• [Stored items]:
* * * * *
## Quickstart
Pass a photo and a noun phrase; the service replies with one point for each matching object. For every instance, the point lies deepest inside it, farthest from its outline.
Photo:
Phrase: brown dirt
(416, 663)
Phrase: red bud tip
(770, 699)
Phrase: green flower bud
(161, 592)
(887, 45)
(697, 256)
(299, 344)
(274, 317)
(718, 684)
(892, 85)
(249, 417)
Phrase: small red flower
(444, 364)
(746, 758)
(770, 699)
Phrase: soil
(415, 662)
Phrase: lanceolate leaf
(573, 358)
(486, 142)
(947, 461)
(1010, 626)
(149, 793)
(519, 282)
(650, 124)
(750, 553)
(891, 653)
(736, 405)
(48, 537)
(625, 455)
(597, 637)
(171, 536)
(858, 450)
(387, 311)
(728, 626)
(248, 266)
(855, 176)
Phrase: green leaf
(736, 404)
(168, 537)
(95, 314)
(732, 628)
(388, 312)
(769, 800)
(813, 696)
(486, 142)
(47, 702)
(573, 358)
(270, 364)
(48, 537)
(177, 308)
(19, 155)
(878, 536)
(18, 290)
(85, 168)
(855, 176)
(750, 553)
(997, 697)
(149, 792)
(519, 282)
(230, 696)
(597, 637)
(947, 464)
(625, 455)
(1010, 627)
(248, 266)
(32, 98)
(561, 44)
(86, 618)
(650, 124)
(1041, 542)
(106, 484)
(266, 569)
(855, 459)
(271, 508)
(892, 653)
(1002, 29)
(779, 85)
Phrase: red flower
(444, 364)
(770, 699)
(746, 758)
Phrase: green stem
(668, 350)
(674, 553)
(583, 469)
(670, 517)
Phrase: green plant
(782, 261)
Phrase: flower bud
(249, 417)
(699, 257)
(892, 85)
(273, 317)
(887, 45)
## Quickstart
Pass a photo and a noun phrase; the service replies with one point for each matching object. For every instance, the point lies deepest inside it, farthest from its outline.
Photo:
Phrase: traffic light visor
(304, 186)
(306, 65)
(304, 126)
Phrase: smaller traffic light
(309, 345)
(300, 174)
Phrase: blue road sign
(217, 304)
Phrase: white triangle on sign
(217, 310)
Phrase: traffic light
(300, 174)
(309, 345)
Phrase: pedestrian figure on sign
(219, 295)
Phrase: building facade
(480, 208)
* * * * *
Output every item above again, reproducing each line verbatim from the first item through the last.

## Quickstart
Pass a photo and a noun phrase; the service replies with one point for each matching object. For every instance, the point lies deepest inside it, farthest from its outline.
Photo:
Phrase: brown dirt
(416, 663)
Phrase: red bud tip
(770, 699)
Phrase: green flower bud
(161, 592)
(887, 45)
(697, 256)
(299, 344)
(274, 317)
(718, 684)
(892, 85)
(249, 417)
Phrase: small red flower
(444, 364)
(746, 758)
(770, 699)
Phrase: soil
(415, 662)
Phrase: lanceolate leaf
(573, 358)
(486, 142)
(947, 461)
(1010, 626)
(149, 793)
(519, 282)
(650, 124)
(750, 553)
(891, 653)
(736, 405)
(48, 537)
(625, 455)
(597, 637)
(171, 536)
(858, 450)
(387, 311)
(728, 626)
(248, 266)
(855, 176)
Phrase: green leaf
(736, 404)
(168, 537)
(95, 314)
(732, 628)
(388, 312)
(769, 800)
(813, 696)
(486, 142)
(47, 702)
(573, 358)
(270, 364)
(48, 537)
(177, 308)
(19, 155)
(878, 536)
(18, 290)
(85, 168)
(855, 176)
(750, 553)
(997, 697)
(149, 792)
(519, 282)
(230, 696)
(597, 637)
(947, 464)
(625, 455)
(1010, 627)
(248, 266)
(32, 98)
(561, 44)
(86, 618)
(650, 124)
(1041, 542)
(106, 484)
(266, 569)
(855, 459)
(271, 508)
(892, 653)
(1002, 29)
(779, 85)
Phrase: red flower
(444, 364)
(770, 699)
(746, 758)
Phrase: green stem
(668, 350)
(674, 553)
(583, 469)
(670, 517)
Phrase: green plant
(782, 261)
Phrase: flower bud
(249, 417)
(699, 257)
(892, 85)
(273, 317)
(887, 45)
## Quickstart
Pass a photo and a noun phrase; the service replies with one point for each matching object. For every instance, the point lies deepest inside it, farthest from its outline.
Photo:
Phrase: traffic light visor
(304, 186)
(306, 65)
(304, 126)
Phrase: smaller traffic light
(309, 345)
(300, 174)
Phrase: blue road sign
(217, 304)
Phrase: white triangle on sign
(217, 310)
Phrase: traffic light
(300, 174)
(309, 345)
Phrase: pedestrian figure on sign
(219, 295)
Phrase: building facade
(480, 208)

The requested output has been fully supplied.